§ TASK OBJECTIVE:
Arrange all the lines of the items below as one numbered list, leaving out the blank lines.

-- START OF SUPPLIED INFORMATION --

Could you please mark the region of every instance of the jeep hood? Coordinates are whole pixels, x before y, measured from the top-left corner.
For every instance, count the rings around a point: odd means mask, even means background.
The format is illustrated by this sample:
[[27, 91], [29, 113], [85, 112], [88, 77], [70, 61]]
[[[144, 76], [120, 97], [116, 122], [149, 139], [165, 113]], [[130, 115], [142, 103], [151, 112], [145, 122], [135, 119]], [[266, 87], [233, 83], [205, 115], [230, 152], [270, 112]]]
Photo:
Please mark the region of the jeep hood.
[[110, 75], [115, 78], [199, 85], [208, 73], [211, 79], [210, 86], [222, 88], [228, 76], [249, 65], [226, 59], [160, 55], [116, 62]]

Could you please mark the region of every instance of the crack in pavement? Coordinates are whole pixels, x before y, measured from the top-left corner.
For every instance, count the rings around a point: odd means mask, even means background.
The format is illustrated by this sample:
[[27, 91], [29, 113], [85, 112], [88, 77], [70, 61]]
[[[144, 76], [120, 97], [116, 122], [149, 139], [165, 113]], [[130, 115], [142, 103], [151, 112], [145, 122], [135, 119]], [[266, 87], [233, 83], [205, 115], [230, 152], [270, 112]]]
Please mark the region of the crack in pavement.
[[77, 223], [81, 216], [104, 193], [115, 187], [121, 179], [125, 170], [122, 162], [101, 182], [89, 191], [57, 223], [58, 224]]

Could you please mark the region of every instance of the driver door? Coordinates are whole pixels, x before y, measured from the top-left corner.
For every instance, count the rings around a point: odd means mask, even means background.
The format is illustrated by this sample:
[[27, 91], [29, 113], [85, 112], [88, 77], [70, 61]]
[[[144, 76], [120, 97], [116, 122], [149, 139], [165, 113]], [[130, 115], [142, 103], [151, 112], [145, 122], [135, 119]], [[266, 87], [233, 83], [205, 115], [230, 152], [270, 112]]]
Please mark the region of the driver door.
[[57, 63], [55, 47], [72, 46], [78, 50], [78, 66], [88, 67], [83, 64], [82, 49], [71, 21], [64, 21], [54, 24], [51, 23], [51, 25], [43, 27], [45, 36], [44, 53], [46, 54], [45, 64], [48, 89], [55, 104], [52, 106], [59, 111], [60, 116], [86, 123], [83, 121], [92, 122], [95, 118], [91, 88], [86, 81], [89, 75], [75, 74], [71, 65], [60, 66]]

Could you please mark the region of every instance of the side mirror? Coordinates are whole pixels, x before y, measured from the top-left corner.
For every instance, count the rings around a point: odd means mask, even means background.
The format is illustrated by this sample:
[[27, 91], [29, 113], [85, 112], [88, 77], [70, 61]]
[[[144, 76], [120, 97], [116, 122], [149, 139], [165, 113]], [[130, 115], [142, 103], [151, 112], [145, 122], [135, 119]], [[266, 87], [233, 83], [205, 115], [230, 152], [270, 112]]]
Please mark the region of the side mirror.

-- END OF SUPPLIED INFORMATION --

§ CORRECT RESPONSE:
1. Could you please mark the region of every instance of the jeep hood? Coordinates are whole pixels, x before y, measured from the top-left corner.
2. For every instance, count the rings around a point: odd means mask, even means background.
3. The format is illustrated by this sample:
4. [[27, 91], [29, 113], [85, 112], [88, 77], [70, 61]]
5. [[[144, 76], [120, 97], [116, 122], [149, 139], [165, 113]], [[130, 115], [142, 103], [151, 112], [145, 122], [135, 119]], [[266, 87], [233, 83], [205, 115], [230, 152], [270, 112]]]
6. Photo:
7. Please mark the region of the jeep hood.
8. [[110, 75], [115, 78], [199, 85], [208, 73], [211, 79], [210, 86], [222, 88], [228, 76], [249, 65], [226, 59], [160, 55], [116, 62]]
9. Could you please mark the region of every instance of the crack in pavement? Coordinates are whole pixels, x before y, measured from the top-left corner.
10. For every instance, count the rings around a point: odd means mask, even means background.
11. The format is illustrated by this sample:
12. [[27, 91], [29, 113], [85, 112], [88, 77], [70, 61]]
13. [[[144, 76], [120, 97], [116, 122], [149, 139], [165, 113]], [[130, 115], [142, 103], [151, 112], [145, 122], [135, 119]], [[266, 87], [233, 83], [205, 115], [230, 152], [270, 112]]]
14. Please mark the region of the crack in pavement.
15. [[77, 223], [81, 216], [104, 193], [115, 187], [121, 179], [125, 170], [122, 162], [101, 182], [89, 191], [57, 223], [58, 224]]
16. Could you please mark the region of every instance of the driver door? Coordinates are whole pixels, x before y, measured from the top-left corner.
17. For every instance, count the rings around a point: odd means mask, even means background.
18. The format is illustrated by this sample:
19. [[27, 91], [29, 113], [85, 112], [88, 77], [70, 61]]
20. [[[144, 76], [120, 97], [116, 122], [149, 139], [165, 113]], [[130, 115], [142, 103], [151, 112], [145, 122], [135, 119]], [[266, 87], [233, 83], [205, 115], [230, 152], [270, 112]]]
21. Please mark the region of the driver door.
22. [[57, 63], [55, 47], [72, 46], [78, 50], [78, 66], [88, 67], [83, 64], [82, 49], [71, 21], [64, 21], [54, 24], [51, 23], [51, 25], [43, 27], [45, 36], [44, 53], [46, 54], [45, 64], [48, 89], [55, 104], [52, 106], [59, 111], [60, 116], [86, 123], [83, 121], [92, 122], [95, 118], [91, 88], [86, 81], [89, 75], [75, 74], [71, 65], [60, 66]]
23. Could you please mark the region of every instance of the side mirror? Coordinates are whole pixels, x before y, measured from the top-left corner.
24. For every instance, count the rings around a point: odd means mask, even means background.
25. The format is illustrated by this sample:
26. [[27, 91], [29, 113], [85, 112], [88, 77], [70, 61]]
27. [[[144, 76], [120, 97], [116, 122], [149, 139], [165, 113]], [[130, 115], [142, 103], [151, 112], [145, 122], [135, 119]], [[266, 87], [233, 83], [205, 115], [230, 152], [270, 112]]]
28. Please mark the region of the side mirror.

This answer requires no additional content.